Exercise requirements: List every line of the items below that contains the string "tree". Case counts.

Material for this exercise:
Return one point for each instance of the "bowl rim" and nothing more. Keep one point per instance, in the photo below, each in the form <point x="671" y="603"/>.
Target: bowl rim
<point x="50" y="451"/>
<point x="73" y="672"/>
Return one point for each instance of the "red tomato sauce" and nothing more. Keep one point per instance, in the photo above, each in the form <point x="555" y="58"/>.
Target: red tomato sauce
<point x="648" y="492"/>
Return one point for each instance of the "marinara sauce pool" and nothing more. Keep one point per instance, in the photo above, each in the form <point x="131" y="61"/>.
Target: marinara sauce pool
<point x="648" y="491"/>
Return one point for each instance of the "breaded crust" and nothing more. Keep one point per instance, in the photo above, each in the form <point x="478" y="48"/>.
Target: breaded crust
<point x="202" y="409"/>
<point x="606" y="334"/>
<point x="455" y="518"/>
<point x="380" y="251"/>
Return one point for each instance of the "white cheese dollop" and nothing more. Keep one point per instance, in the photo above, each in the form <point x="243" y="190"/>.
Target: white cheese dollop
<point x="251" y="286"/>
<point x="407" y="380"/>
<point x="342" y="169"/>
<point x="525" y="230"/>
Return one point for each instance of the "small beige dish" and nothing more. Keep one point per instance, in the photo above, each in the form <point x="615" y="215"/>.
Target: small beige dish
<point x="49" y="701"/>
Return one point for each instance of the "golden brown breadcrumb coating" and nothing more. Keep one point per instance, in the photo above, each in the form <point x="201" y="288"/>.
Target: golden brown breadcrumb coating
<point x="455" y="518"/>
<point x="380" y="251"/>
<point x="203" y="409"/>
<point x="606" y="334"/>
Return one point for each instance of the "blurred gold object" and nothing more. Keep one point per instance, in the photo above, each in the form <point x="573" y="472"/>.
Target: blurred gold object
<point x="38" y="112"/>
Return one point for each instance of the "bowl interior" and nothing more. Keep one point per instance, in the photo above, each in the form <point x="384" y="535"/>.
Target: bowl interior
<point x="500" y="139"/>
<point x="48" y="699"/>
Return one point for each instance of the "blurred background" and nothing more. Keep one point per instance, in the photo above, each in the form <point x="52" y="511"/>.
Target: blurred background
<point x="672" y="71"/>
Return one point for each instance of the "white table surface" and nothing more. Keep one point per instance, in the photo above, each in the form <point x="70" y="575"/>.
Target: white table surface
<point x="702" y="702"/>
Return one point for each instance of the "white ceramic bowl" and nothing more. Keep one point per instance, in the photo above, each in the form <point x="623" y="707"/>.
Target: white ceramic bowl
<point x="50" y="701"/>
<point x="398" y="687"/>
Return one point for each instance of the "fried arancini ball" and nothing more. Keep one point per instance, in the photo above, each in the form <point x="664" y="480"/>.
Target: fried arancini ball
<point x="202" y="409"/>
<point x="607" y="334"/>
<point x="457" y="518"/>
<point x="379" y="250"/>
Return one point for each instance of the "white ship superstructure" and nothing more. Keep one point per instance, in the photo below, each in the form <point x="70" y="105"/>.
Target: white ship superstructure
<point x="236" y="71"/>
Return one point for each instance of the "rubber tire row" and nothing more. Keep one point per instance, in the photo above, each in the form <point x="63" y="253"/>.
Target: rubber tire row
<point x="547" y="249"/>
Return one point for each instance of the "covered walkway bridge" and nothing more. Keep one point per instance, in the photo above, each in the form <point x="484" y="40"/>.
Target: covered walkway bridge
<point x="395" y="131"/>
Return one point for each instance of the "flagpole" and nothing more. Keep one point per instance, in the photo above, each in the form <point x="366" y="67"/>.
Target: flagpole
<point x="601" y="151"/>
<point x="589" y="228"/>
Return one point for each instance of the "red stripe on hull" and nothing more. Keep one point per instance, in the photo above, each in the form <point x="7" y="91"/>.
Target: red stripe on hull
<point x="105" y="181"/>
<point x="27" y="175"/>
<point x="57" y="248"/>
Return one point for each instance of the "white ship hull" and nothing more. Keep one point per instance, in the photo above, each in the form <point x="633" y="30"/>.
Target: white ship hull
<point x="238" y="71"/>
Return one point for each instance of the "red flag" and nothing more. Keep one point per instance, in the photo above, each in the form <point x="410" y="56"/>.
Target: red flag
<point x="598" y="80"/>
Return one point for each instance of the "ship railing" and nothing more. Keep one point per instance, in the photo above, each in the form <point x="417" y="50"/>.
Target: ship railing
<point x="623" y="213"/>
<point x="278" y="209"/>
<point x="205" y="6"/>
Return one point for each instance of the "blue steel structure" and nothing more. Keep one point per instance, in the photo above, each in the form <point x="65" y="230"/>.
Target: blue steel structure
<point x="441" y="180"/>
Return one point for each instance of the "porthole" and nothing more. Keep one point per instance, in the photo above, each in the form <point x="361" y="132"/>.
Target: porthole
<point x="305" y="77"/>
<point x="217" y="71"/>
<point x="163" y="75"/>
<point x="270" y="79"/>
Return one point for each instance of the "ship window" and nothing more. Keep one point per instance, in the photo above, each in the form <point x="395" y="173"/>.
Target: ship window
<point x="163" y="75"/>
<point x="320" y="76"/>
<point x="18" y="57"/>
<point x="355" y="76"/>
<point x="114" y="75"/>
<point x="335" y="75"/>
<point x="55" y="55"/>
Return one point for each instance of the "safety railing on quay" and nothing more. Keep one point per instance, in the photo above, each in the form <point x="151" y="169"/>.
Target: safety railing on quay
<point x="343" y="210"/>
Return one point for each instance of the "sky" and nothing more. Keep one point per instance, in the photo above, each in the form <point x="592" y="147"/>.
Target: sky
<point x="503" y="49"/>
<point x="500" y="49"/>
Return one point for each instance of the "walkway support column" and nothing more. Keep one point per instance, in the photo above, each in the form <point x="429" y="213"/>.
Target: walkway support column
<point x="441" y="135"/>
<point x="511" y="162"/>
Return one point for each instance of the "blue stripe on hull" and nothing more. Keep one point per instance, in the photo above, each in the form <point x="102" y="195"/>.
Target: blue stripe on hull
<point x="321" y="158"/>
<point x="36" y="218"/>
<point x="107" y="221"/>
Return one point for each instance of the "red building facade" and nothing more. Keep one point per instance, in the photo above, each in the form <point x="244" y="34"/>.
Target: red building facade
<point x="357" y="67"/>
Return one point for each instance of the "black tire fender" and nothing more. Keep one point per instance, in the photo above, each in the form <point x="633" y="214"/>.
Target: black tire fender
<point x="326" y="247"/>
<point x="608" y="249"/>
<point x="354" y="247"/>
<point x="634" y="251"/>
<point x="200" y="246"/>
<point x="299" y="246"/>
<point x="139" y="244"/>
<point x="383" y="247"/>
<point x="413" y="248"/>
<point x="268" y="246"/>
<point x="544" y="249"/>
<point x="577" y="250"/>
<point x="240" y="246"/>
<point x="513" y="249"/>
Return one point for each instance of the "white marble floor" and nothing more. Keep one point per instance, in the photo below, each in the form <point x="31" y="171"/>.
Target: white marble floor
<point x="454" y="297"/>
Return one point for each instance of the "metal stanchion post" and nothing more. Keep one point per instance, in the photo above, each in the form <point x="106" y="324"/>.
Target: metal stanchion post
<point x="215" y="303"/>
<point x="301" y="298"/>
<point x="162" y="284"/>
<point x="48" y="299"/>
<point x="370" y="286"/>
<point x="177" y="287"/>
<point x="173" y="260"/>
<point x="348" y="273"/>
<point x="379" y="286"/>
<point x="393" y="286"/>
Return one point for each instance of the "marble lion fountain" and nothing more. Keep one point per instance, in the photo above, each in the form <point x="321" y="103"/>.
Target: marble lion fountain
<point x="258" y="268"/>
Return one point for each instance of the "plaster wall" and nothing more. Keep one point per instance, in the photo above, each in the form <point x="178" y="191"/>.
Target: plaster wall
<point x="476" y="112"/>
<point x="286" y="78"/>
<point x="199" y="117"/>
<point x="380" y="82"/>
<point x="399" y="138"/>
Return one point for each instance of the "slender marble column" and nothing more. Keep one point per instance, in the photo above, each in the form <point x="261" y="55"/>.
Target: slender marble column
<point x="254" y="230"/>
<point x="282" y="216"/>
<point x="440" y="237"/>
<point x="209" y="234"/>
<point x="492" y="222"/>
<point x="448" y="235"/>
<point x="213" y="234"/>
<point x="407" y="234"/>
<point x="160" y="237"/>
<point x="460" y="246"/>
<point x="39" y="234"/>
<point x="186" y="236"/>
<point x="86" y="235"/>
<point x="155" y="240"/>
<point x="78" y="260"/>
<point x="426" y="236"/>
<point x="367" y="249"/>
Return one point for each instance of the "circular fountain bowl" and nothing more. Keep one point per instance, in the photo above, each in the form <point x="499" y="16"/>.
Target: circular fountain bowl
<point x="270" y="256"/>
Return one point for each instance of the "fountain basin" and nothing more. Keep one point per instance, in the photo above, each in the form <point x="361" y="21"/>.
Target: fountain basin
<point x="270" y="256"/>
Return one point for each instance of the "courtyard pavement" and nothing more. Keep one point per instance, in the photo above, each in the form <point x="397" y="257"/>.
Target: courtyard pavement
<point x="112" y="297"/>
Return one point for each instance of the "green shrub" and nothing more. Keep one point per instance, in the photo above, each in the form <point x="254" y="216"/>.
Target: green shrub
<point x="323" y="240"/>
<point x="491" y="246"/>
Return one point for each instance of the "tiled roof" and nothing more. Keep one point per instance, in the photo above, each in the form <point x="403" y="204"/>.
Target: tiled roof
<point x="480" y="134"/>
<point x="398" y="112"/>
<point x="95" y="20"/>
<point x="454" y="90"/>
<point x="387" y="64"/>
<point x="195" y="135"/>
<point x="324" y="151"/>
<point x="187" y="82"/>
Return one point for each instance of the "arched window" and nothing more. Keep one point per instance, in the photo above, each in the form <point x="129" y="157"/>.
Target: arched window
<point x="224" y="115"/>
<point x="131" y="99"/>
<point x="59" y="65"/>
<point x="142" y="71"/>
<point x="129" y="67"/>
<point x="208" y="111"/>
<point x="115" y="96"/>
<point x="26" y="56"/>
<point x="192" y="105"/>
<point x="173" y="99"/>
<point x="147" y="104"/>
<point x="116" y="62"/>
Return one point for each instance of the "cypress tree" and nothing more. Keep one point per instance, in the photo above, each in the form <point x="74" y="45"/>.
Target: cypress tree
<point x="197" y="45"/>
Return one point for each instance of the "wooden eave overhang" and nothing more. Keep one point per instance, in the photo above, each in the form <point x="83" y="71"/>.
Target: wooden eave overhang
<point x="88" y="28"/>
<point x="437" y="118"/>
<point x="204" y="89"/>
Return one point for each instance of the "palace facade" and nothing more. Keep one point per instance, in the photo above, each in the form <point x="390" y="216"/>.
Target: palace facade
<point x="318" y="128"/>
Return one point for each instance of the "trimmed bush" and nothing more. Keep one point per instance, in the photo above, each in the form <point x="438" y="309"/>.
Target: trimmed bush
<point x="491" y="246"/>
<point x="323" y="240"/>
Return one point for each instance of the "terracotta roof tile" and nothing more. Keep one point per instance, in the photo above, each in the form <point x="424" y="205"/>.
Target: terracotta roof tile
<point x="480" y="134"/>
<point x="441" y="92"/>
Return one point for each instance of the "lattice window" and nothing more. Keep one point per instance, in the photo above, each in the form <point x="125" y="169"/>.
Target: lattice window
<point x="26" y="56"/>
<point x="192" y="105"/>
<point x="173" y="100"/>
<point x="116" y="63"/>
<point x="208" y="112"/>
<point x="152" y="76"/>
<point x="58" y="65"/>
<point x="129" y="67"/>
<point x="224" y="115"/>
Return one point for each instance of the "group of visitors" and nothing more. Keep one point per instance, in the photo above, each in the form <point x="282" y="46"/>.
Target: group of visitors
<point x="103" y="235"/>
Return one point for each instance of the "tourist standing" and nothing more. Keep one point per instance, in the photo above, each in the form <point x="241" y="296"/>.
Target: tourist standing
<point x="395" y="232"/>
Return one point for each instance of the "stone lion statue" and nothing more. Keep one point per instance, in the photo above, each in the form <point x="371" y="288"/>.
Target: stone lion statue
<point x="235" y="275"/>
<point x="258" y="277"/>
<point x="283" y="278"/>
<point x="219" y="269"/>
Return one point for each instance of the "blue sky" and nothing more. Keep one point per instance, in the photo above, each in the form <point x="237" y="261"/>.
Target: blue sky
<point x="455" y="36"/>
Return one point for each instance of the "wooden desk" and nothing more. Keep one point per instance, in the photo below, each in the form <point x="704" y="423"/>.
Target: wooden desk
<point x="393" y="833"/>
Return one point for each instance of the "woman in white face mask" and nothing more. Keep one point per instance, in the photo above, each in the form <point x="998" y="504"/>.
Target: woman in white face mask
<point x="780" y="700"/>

Written response:
Return one point for each instance of the "cypress tree" and nothing more. Keep one point per instance, in the photo above, each in the form <point x="74" y="45"/>.
Target: cypress tree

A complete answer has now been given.